▶ [TASK DESCRIPTION]:
Convert every item below into a two-column CSV with the header row text,answer and one row per item. Put the item's text and its answer each in a single quoted field, replacing any line breaks with spaces.

◇ ◇ ◇ ◇

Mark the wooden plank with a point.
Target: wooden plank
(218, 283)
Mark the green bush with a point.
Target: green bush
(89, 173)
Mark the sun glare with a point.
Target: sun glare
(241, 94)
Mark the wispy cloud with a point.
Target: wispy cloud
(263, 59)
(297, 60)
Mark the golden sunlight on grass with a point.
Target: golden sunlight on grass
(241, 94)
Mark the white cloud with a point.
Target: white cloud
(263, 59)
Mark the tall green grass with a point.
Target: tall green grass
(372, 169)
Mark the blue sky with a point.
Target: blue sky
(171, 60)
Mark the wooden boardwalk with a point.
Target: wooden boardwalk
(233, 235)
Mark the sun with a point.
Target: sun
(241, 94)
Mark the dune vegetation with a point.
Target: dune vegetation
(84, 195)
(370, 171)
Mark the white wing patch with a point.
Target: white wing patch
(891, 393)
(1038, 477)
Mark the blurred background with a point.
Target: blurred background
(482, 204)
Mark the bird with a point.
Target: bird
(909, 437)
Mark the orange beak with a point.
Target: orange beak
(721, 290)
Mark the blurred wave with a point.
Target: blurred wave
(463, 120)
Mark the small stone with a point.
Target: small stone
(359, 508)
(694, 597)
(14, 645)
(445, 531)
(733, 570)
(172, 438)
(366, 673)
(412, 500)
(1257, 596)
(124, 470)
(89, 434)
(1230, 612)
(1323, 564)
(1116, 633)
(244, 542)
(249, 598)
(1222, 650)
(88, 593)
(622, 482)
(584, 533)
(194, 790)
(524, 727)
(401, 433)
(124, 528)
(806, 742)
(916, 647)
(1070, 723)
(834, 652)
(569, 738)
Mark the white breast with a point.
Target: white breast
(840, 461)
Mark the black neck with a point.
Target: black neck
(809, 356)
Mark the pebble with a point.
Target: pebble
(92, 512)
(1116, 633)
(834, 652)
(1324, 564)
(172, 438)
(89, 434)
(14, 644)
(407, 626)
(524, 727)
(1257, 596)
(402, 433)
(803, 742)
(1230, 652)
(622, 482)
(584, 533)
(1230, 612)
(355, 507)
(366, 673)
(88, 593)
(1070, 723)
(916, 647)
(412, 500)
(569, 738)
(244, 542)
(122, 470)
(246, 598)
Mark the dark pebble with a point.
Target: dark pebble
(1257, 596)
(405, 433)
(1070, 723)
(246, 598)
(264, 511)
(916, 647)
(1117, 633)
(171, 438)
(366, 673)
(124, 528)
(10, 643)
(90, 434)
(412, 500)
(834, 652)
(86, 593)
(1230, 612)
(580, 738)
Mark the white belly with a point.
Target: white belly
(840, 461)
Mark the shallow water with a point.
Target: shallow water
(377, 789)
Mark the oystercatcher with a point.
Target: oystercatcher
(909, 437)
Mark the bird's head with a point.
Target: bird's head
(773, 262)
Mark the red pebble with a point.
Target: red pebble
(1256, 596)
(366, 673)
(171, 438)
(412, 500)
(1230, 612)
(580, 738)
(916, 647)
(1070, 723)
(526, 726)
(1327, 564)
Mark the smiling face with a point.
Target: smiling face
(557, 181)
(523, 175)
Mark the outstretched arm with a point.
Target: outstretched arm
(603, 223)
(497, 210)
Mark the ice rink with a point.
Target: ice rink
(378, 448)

◇ ◇ ◇ ◇

▶ [WORKED SOLUTION]:
text,answer
"Mark the wooden plank with a point. Target: wooden plank","(218, 283)"
"Mark the green bush with a point. Target: green bush","(89, 173)"
"Mark the sun glare with a point. Target: sun glare","(241, 94)"
"Mark the wispy cloud with a point. Target: wispy cloud","(263, 59) (297, 60)"
"Mark the golden sunlight on grass with a point. Target: golden sunlight on grass","(241, 94)"
"Mark the white cloud with a point. Target: white cloud","(263, 59)"
"Mark the tall green grass with a point. Target: tall green grass","(372, 169)"
"Mark the blue sky with a point. Target: blue sky","(171, 60)"
"Mark the wooden boardwalk with a point. Target: wooden boardwalk","(233, 235)"
"Mark the sun with a point. Target: sun","(241, 94)"
"Mark the dune vegetation with a point. Target: dune vegetation","(84, 195) (370, 171)"
"Mark the white wing patch with a point. Target: white wing patch","(891, 393) (1038, 477)"
"Mark the blurred background with a point. Target: blurred background","(482, 204)"
"Mark the bird with a point. Target: bird","(909, 437)"
"Mark the orange beak with a point. Target: orange beak","(721, 290)"
"Mark the blurred wave with a point. Target: blurred wave","(463, 120)"
"Mark the small stone with a point. Target: small stone","(359, 508) (694, 597) (14, 645) (445, 531) (733, 570) (172, 438) (366, 673) (412, 500) (1257, 596) (124, 470) (89, 434) (1230, 612) (1323, 564) (1116, 633) (244, 542) (249, 598) (1222, 650) (88, 593) (622, 482) (584, 533) (194, 790) (524, 727) (401, 433) (124, 528) (806, 742) (916, 647) (1070, 723) (834, 652) (569, 738)"
"Mark the white breast with a point. Target: white breast","(840, 461)"
"Mark the black neck with a point. Target: black neck","(809, 356)"
"Mark the pebble with a point. Target: pebble","(92, 512) (1116, 633) (834, 652) (1324, 564) (172, 438) (89, 434) (14, 644) (407, 626) (524, 727) (1257, 596) (402, 433) (803, 742) (1230, 652) (622, 482) (584, 533) (1230, 612) (355, 507) (366, 673) (88, 593) (1070, 723) (916, 647) (412, 500) (569, 738) (244, 542) (122, 470) (246, 598)"
"Mark the dark pebble with a point. Target: dark pebble","(1257, 596) (405, 433) (1070, 723) (246, 598) (264, 511) (916, 647) (1117, 633) (171, 438) (366, 673) (124, 528) (10, 643) (90, 434) (412, 500) (834, 652) (86, 593) (1230, 612) (580, 738)"
"Mark the white belly with a point. Target: white belly","(840, 461)"
"Mark the shallow water with a point. Target: shallow water","(377, 789)"
"Mark the oystercatcher with a point. Target: oystercatcher","(909, 437)"
"Mark the bird's head with a point. Target: bird's head","(773, 262)"
"Mark the red pebble with a point. Target: red pebble","(1256, 596) (366, 673) (171, 438) (412, 500) (1230, 612) (580, 738) (916, 647) (1070, 723) (526, 726) (1327, 564)"
"Mark the smiling face with a point. Target: smiling face","(557, 181) (523, 175)"
"Mark the outstretched arm with a point. Target: outstretched arm","(603, 223) (497, 210)"
"Mark the ice rink with a point. Target: ice rink","(378, 448)"